Aim of the task.
Find each line in the items below that contains the word "white" and copy those lines out in full.

Available data.
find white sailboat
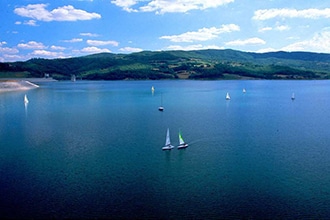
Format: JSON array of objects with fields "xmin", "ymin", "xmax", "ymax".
[
  {"xmin": 178, "ymin": 132, "xmax": 188, "ymax": 149},
  {"xmin": 24, "ymin": 94, "xmax": 29, "ymax": 104},
  {"xmin": 226, "ymin": 92, "xmax": 230, "ymax": 100},
  {"xmin": 162, "ymin": 128, "xmax": 174, "ymax": 150},
  {"xmin": 158, "ymin": 94, "xmax": 164, "ymax": 112}
]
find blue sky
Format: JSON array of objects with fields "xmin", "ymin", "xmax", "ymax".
[{"xmin": 0, "ymin": 0, "xmax": 330, "ymax": 62}]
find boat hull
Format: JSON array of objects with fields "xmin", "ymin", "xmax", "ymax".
[{"xmin": 178, "ymin": 144, "xmax": 188, "ymax": 149}]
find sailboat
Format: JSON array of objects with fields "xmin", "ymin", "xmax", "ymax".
[
  {"xmin": 24, "ymin": 94, "xmax": 29, "ymax": 104},
  {"xmin": 178, "ymin": 132, "xmax": 188, "ymax": 149},
  {"xmin": 226, "ymin": 92, "xmax": 230, "ymax": 100},
  {"xmin": 158, "ymin": 94, "xmax": 164, "ymax": 112},
  {"xmin": 162, "ymin": 128, "xmax": 174, "ymax": 150}
]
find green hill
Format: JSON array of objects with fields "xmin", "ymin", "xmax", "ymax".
[{"xmin": 0, "ymin": 50, "xmax": 330, "ymax": 80}]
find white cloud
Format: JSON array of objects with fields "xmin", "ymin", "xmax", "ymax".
[
  {"xmin": 50, "ymin": 45, "xmax": 66, "ymax": 50},
  {"xmin": 111, "ymin": 0, "xmax": 139, "ymax": 12},
  {"xmin": 0, "ymin": 47, "xmax": 19, "ymax": 54},
  {"xmin": 14, "ymin": 4, "xmax": 101, "ymax": 21},
  {"xmin": 80, "ymin": 47, "xmax": 111, "ymax": 53},
  {"xmin": 63, "ymin": 38, "xmax": 83, "ymax": 43},
  {"xmin": 111, "ymin": 0, "xmax": 234, "ymax": 14},
  {"xmin": 166, "ymin": 44, "xmax": 224, "ymax": 50},
  {"xmin": 17, "ymin": 41, "xmax": 46, "ymax": 50},
  {"xmin": 258, "ymin": 25, "xmax": 291, "ymax": 33},
  {"xmin": 253, "ymin": 8, "xmax": 330, "ymax": 20},
  {"xmin": 225, "ymin": 37, "xmax": 266, "ymax": 46},
  {"xmin": 160, "ymin": 24, "xmax": 240, "ymax": 42},
  {"xmin": 80, "ymin": 33, "xmax": 99, "ymax": 37},
  {"xmin": 119, "ymin": 47, "xmax": 142, "ymax": 53},
  {"xmin": 87, "ymin": 40, "xmax": 119, "ymax": 47},
  {"xmin": 281, "ymin": 29, "xmax": 330, "ymax": 53},
  {"xmin": 23, "ymin": 20, "xmax": 38, "ymax": 26}
]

Correct output.
find white sailboat
find white cloud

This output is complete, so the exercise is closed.